Segment Start: Text provided

While it might be a bit of stretch to call it a nutrient, dietary fiber or 'roughage' is vital to the health of the digestive system, and thus to the efficacy with which all other nutrients get absorbed. Roughage is comprised of the indigestible parts of plant foods that easy the progress of food through the digestive system, easing defecation.
Good plant sources of fiber include psyllium seed husk, bran flakes, legumes, oats, rye, barley, prune juice, plums, lentils, beans, quinoa, berries, bananas, broccoli, carrots, artichokes, potatoes, sweet potatoes, onions, whole grain foods, wheat, corn bran, flax seed, green beans and tomatoes.
Soluble fiber or probiotic supplements can also be beneficial to easing the symptoms of diarrhea, constipation, and irritable bowel syndrome. The FDA reports that studies have found that "diets low in saturated fat and cholesterol and high in fiber are associated with a reduced risk of certain cancers, diabetes, digestive disorders, and heart disease."
Omega 3 Fatty Acids
The nutritionally important Omega 3 fatty acids - Alpha Linoleic Acid (ALA), Eicosapentanoic Acid (EPA) and Docosahexanoic Acid (DHA) - have been credited with supporting cardiovascular health, circulation and healthy vision, as well as promoting better function of the brain and immune system. DHA and EPA are made by microalgae which, living in seawater, are consumed by fish and plankton, accumulating to high levels in their internal organs.
Use of omega 3's in the form of fish oil has been shown to reduce risk of heart attack, lower blood pressure, and offset the effects of arthritis. It also causes a decrease in LDL, the 'bad' form of cholesterol. Additionally, there is some evidence that it helps in ameliorating depression and anxiety. Amongst cancer patients, fish oil clearly reduced tumor growth, increased survival times, and help patients retain muscle mass during treatment. It has also demonstrably reduced the symptoms of sufferers of mental disorders, including chronic aggression and ADHD.

Segment End: Text provided

### Required action
For each statement, answer yes or no on whether it agrees with the text on fiber and omega 3 fatty acids, and quote the words from that text that decide it. (a) DHA and EPA are made by microalgae. (b) Fish oil raises LDL cholesterol. (c) Prune juice is named as a good plant source of fiber. You won't need the entries that come after the text.

Segment Start: Dataset excerpts

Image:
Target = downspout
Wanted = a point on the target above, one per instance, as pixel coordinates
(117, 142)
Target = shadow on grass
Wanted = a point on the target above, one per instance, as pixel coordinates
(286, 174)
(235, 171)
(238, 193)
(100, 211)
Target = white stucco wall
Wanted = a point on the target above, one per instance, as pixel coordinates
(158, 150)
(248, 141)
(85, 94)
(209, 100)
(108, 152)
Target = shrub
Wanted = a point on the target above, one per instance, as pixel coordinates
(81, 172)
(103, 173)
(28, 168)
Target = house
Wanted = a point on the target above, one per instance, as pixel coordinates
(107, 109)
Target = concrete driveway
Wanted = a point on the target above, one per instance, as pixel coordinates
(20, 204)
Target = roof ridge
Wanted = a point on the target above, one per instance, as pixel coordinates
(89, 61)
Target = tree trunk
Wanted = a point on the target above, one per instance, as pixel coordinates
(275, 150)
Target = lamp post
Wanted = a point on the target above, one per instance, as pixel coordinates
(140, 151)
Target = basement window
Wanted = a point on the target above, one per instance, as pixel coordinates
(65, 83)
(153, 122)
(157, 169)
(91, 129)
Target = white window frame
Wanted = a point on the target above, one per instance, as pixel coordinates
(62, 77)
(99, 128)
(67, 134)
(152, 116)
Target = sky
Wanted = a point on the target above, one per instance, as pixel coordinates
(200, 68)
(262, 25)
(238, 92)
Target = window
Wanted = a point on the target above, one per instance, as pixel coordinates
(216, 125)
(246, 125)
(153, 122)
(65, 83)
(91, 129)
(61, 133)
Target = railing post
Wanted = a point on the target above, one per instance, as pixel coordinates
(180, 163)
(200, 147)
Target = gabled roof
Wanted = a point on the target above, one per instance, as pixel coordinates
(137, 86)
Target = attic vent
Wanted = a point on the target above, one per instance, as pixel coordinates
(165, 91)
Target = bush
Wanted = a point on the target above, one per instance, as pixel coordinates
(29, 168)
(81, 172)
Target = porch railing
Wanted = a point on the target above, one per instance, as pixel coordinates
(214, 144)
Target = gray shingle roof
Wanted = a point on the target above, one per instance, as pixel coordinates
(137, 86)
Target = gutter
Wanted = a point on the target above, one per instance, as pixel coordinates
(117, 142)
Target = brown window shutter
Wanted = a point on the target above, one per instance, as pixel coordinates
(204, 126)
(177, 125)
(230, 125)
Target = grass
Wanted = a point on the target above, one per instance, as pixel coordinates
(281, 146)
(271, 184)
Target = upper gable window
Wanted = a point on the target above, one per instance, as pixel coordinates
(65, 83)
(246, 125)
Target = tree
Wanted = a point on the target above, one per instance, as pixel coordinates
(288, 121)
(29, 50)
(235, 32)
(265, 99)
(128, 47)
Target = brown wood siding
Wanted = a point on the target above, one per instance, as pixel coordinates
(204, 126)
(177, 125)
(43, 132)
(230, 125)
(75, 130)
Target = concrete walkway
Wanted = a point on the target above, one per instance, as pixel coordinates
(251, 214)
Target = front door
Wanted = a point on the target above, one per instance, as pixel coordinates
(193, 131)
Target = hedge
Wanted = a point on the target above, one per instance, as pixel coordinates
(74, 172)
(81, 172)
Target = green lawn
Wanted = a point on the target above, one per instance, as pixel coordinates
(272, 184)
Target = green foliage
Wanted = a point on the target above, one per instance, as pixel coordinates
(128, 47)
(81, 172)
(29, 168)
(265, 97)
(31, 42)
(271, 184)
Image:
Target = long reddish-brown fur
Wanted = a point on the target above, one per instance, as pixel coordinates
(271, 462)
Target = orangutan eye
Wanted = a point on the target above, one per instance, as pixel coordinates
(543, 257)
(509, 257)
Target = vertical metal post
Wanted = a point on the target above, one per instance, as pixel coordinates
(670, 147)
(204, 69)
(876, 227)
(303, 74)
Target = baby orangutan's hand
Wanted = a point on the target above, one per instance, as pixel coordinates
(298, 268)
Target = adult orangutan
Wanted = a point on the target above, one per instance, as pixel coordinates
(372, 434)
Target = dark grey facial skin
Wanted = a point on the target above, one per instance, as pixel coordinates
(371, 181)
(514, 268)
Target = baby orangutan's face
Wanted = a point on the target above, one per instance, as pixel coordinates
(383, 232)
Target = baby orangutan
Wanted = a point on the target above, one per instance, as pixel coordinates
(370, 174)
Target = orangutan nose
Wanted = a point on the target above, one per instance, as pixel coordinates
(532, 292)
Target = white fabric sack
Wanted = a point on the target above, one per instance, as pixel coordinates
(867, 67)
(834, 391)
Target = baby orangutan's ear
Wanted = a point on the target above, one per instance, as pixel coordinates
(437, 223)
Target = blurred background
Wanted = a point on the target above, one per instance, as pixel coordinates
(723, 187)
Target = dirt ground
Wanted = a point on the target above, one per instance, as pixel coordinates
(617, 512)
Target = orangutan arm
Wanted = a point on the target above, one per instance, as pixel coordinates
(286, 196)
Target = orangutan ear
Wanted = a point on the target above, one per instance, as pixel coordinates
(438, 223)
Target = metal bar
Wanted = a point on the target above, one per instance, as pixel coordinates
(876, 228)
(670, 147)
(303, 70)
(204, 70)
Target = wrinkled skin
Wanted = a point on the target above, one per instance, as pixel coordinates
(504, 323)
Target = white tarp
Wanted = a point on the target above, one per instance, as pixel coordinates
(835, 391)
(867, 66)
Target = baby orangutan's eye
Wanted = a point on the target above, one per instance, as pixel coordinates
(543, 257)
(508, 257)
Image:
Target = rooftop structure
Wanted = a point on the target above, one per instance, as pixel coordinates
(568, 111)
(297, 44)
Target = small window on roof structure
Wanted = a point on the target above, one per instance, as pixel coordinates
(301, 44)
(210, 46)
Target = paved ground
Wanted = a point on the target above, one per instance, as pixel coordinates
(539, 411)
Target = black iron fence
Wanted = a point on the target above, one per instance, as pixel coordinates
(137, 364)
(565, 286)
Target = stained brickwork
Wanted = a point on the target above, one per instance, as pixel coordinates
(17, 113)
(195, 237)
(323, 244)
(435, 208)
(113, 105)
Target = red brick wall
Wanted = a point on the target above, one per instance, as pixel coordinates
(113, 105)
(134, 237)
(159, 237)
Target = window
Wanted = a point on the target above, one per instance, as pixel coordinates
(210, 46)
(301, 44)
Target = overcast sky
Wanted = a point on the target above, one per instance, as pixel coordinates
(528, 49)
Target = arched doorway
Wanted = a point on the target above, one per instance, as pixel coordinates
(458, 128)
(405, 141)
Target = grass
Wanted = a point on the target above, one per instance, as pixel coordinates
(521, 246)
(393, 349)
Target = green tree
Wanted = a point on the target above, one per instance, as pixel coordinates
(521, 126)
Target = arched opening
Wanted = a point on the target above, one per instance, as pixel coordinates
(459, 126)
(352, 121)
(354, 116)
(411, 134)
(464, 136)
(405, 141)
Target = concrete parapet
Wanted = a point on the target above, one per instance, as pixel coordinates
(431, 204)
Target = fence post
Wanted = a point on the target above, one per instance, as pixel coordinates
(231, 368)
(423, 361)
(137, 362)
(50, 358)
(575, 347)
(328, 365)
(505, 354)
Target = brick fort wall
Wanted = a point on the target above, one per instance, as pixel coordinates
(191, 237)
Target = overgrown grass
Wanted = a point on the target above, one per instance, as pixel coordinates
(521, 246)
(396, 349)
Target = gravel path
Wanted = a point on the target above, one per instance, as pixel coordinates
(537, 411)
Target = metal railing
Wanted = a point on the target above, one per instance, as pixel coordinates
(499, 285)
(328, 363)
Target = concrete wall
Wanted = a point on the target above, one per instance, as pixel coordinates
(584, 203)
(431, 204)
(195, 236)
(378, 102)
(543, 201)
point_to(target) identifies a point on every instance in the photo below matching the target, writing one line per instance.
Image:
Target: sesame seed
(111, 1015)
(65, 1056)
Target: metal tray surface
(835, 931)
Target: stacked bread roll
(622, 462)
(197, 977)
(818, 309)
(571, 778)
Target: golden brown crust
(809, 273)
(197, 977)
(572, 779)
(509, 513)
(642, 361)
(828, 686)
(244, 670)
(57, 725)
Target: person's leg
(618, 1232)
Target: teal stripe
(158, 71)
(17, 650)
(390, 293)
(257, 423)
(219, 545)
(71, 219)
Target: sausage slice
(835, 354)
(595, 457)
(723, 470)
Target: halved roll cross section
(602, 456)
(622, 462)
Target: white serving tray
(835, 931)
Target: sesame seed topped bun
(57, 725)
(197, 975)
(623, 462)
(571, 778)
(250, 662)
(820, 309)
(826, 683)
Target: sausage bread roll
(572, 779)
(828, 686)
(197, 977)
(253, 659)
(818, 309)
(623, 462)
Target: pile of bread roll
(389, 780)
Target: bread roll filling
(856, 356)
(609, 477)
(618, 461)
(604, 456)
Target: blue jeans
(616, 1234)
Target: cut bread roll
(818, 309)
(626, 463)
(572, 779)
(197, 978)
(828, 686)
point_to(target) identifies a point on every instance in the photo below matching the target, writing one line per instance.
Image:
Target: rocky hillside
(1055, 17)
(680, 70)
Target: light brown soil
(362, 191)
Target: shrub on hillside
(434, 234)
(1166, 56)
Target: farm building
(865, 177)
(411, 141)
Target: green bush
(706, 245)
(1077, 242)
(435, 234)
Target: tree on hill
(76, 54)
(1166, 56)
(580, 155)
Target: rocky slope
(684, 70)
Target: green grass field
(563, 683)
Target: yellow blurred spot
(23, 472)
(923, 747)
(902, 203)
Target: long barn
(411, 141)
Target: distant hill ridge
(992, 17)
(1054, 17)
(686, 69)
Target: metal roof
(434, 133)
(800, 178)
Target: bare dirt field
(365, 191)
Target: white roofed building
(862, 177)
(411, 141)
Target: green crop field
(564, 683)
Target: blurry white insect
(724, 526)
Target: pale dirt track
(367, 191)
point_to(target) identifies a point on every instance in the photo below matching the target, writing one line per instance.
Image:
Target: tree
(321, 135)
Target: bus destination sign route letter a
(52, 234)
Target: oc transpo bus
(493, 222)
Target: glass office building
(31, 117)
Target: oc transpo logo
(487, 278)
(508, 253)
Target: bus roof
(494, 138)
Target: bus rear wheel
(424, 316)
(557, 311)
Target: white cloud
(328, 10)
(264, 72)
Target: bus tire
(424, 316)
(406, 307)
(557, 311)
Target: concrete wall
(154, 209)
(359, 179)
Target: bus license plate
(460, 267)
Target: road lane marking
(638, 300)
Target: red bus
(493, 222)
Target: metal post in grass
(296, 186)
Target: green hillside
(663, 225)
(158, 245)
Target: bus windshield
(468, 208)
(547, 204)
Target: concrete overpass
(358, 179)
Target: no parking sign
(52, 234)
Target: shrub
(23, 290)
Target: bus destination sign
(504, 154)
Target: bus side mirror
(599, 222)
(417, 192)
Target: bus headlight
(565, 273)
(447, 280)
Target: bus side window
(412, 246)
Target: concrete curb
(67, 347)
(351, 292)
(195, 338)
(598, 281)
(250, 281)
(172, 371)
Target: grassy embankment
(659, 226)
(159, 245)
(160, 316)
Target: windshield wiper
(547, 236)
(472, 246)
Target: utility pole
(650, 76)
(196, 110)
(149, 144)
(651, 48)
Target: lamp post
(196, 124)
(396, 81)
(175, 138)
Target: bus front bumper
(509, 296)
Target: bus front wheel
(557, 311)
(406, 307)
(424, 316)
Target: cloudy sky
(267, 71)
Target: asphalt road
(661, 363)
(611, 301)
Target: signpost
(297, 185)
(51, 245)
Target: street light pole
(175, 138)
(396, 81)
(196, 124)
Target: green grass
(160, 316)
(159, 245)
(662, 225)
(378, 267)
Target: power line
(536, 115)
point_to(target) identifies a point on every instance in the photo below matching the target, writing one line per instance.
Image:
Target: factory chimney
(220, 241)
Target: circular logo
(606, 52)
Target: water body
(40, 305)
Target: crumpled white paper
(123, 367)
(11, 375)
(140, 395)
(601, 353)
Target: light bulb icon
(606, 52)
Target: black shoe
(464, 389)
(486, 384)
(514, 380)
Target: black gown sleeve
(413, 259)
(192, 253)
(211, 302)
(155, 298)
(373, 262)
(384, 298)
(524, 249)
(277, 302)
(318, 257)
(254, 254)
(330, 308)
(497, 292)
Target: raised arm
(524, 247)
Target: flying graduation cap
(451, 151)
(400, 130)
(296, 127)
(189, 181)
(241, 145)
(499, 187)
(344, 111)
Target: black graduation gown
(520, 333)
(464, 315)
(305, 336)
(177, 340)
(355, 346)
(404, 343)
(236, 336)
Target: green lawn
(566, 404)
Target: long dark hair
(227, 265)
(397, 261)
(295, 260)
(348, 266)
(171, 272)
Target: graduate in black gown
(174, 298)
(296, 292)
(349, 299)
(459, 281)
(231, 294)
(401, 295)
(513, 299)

Segment End: Dataset excerpts

### Task response
(a) Yes: "DHA and EPA are made by microalgae"
(b) No: "It also causes a decrease in LDL, the 'bad' form of cholesterol."
(c) Yes: "Good plant sources of fiber include psyllium seed husk, bran flakes, legumes, oats, rye, barley, prune juice"